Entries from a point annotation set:
┌──
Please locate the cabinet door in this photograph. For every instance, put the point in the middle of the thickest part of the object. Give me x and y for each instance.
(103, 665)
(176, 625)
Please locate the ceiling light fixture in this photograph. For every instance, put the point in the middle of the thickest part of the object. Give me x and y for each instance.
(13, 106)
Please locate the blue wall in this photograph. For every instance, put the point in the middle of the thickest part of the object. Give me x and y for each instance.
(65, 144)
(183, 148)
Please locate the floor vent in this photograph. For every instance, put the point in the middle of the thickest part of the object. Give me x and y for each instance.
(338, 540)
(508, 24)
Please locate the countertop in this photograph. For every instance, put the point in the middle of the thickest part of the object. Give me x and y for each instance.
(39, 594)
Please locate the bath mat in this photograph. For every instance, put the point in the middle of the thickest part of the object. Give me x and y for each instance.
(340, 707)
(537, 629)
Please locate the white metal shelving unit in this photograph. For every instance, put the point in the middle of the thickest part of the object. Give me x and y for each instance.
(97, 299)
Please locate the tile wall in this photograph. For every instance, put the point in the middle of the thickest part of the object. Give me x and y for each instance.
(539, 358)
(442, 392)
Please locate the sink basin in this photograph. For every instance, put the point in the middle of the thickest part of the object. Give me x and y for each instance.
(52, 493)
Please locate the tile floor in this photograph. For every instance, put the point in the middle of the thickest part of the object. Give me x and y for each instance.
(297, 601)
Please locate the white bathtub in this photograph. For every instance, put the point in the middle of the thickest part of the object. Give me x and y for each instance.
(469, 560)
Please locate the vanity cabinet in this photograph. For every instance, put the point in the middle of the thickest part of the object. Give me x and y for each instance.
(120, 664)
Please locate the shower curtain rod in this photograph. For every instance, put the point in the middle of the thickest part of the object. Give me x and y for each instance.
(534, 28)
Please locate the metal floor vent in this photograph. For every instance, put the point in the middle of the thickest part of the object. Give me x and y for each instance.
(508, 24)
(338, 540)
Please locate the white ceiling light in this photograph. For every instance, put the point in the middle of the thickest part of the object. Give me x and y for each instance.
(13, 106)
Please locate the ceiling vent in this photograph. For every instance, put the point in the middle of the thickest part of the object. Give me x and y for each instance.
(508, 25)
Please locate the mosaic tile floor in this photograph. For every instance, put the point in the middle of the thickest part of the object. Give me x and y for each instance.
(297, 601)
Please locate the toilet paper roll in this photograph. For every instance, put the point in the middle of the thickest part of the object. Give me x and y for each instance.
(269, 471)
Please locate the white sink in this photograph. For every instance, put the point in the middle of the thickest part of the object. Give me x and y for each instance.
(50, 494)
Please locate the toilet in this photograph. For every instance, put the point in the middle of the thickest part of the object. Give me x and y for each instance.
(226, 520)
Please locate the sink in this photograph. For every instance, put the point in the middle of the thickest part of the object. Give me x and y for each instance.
└──
- EXERCISE DETAILS
Please copy word for word the lines of the entries above, starting at the line that contains "Please locate the white sink" and going through the end of the entries.

- WORKED SOLUTION
Please locate the white sink in this photograph. For every instance, put the point in the middle of the thickest part of the object. Give me x and y for each instance.
(50, 494)
Please locate the toilet in this photograph. For every instance, put the point in the middle of the thickest part of the object. Give me x and y for each instance.
(226, 520)
Please locate the sink in this photograph. For every instance, put the point in the middle of the thickest part of the object. Give me x and y for each instance.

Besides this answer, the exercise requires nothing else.